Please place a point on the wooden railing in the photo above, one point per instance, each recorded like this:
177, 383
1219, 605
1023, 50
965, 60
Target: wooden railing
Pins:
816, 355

########################################

## [What you have to do]
Pull every line from the data above and reproduce each one word for word.

## [Written response]
Please place a point on the wooden railing in the photo above, one point per instance, each recorded like this:
177, 383
1219, 605
1023, 50
965, 60
Target: wooden railing
Pins:
816, 355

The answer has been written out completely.